> [MATERIAL]
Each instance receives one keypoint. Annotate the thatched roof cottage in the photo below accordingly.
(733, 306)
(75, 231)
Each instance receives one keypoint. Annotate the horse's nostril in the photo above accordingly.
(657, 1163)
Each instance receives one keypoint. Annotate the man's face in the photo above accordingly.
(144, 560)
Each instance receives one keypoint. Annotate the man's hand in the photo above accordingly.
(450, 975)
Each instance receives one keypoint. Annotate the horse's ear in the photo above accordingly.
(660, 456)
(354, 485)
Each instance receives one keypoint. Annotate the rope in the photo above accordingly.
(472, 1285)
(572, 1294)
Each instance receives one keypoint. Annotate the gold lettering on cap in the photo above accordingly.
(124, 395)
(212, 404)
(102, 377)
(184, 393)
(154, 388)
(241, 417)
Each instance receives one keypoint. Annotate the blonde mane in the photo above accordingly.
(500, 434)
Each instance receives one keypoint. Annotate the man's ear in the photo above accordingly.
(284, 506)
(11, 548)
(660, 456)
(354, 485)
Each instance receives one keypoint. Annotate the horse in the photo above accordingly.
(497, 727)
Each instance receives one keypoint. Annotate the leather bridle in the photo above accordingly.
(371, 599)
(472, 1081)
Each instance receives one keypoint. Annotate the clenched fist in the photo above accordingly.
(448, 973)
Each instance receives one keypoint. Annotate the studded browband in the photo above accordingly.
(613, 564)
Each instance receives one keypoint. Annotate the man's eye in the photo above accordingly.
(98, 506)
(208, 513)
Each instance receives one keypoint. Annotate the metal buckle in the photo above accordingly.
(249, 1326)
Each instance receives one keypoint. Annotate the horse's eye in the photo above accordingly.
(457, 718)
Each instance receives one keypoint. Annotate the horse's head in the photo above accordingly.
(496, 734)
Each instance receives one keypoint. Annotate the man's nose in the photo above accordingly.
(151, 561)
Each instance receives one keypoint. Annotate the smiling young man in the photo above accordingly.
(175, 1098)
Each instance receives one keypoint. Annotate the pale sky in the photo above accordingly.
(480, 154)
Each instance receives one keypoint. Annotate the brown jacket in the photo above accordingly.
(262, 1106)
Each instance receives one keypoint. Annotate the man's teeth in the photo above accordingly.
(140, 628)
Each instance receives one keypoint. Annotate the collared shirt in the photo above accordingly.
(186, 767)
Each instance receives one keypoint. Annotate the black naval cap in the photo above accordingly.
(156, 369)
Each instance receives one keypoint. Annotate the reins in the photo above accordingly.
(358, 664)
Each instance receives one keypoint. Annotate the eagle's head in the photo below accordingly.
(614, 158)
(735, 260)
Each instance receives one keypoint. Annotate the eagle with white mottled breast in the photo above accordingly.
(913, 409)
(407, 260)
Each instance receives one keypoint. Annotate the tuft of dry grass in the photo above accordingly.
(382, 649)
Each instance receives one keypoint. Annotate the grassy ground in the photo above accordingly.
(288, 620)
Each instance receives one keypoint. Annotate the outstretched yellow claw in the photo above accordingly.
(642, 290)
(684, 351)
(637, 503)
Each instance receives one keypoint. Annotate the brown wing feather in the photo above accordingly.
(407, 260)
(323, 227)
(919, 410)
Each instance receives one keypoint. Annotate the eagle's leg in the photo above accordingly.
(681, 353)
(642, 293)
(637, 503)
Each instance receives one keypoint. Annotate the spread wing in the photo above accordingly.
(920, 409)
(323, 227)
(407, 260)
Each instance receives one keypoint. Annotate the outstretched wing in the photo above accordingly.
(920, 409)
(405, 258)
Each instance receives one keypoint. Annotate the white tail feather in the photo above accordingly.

> [GOAL] Format the data above as a Markdown table with the columns "Row" and "Line," placing each non-blank line in its own numbered row and omitting blank lines.

> [RESPONSE TO THE TASK]
| Row | Line |
|---|---|
| 1 | Each instance receives one keypoint. Annotate the thatched roof cottage in the photo below accordingly. |
| 2 | (733, 306) |
| 3 | (75, 231) |
| 4 | Each instance receives one keypoint. Annotate the horse's nostril in the photo above accordingly. |
| 5 | (657, 1163) |
| 6 | Each instance receives one keypoint. Annotate the man's face in the photo above accordingly. |
| 7 | (144, 560) |
| 8 | Each instance receives one keypoint. Annotate the man's hand in the photo above accordingly. |
| 9 | (450, 975) |
| 10 | Each instance receives one keypoint. Annotate the horse's ear in the photo above accordingly. |
| 11 | (660, 456) |
| 12 | (354, 485) |
| 13 | Each instance receives one keypoint. Annotate the rope in the photo above accordingly. |
| 14 | (472, 1285) |
| 15 | (572, 1294) |
| 16 | Each instance receives one keypoint. Annotate the gold lettering on cap in the photo above accordingly. |
| 17 | (124, 395) |
| 18 | (212, 404) |
| 19 | (102, 377) |
| 20 | (184, 393) |
| 21 | (154, 388) |
| 22 | (241, 417) |
| 23 | Each instance receives one keypoint. Annotate the blonde mane in the photo above accordingly. |
| 24 | (500, 434) |
| 25 | Each instance receives one keypoint. Annotate the man's ear in the photo above accordingly. |
| 26 | (284, 506) |
| 27 | (11, 548) |
| 28 | (660, 456) |
| 29 | (354, 485) |
| 30 | Each instance receives one keypoint. Annotate the horse in the photo above accordingly. |
| 31 | (497, 727) |
| 32 | Each instance receives one keypoint. Annotate the leather bridle in the photo above accordingly. |
| 33 | (371, 599) |
| 34 | (472, 1081) |
| 35 | Each instance receives one keypoint. Annotate the clenched fist in the photo above accordingly. |
| 36 | (448, 973) |
| 37 | Each instance receives one keypoint. Annotate the studded browband in the photo above accordingly. |
| 38 | (613, 564) |
| 39 | Each instance receives one keypoint. Annotate the man's eye in the photo above accordingly. |
| 40 | (98, 506) |
| 41 | (208, 513) |
| 42 | Each instance receives one keypoint. Annotate the metal buckle in the photo above accordingly. |
| 43 | (249, 1326) |
| 44 | Each instance receives one keypoint. Annotate the horse's eye in the photo above accordingly. |
| 45 | (457, 718) |
| 46 | Each instance receives one keypoint. Annotate the horse's head in the photo above accordingly. |
| 47 | (496, 734) |
| 48 | Each instance receives one keypoint. Annotate the man's nose in the photo above accordingly. |
| 49 | (151, 561) |
| 50 | Each instance receives one keypoint. Annotate the smiling young man in the photo above accordingly. |
| 51 | (175, 1098) |
| 52 | Each instance receives one keypoint. Annotate the pale sky in the photo above accordingly. |
| 53 | (480, 154) |
| 54 | Each instance receives one keypoint. Annotate the brown jacket in the photo above accordingly. |
| 55 | (262, 1106) |
| 56 | Each instance receives one keypoint. Annotate the man's teeth in the photo above accordingly. |
| 57 | (140, 628) |
| 58 | Each instance receives one keypoint. Annotate the collared shirt in the photo above accordingly. |
| 59 | (186, 767) |
| 60 | Each instance receives one keypoint. Annotate the black naval cap in the photo above accordingly. |
| 61 | (156, 369) |
| 62 | Each instance receives one keypoint. Annotate the reins in the photo above accordingly. |
| 63 | (358, 664) |
| 64 | Each instance receives one keypoint. Annotate the eagle's head in the photo below accordingly. |
| 65 | (614, 158) |
| 66 | (735, 260) |
| 67 | Each instance receives one keypoint. Annotate the eagle with white mottled breast in the photo above accordingly. |
| 68 | (913, 409) |
| 69 | (407, 260) |
| 70 | Each instance receives one keypoint. Annotate the tuft of dry grass in the photo above accordingly. |
| 71 | (382, 649) |
| 72 | Each instance receives one keypoint. Annotate the grassy ground in the photo above accordingly. |
| 73 | (288, 620) |
| 74 | Each instance receives one keypoint. Annotate the outstretched yellow claw in the photo above accordingly. |
| 75 | (642, 290) |
| 76 | (684, 351) |
| 77 | (637, 503) |
| 78 | Each instance receives one keypoint. Annotate the brown wing feather in the photo above accordingly. |
| 79 | (407, 260) |
| 80 | (323, 227) |
| 81 | (919, 410) |
| 82 | Each instance receives one keypoint. Annotate the eagle's leg in the photo above accordingly. |
| 83 | (681, 353) |
| 84 | (642, 293) |
| 85 | (637, 503) |
| 86 | Each instance receives one keypoint. Annotate the spread wing in the photo above accordingly. |
| 87 | (920, 409) |
| 88 | (323, 227) |
| 89 | (407, 260) |
| 90 | Each instance receives one keypoint. Annotate the outstretched wing in the photo above accordingly. |
| 91 | (920, 409) |
| 92 | (405, 258) |
| 93 | Each instance receives one keypoint. Annotate the white tail feather in the photo above accordingly. |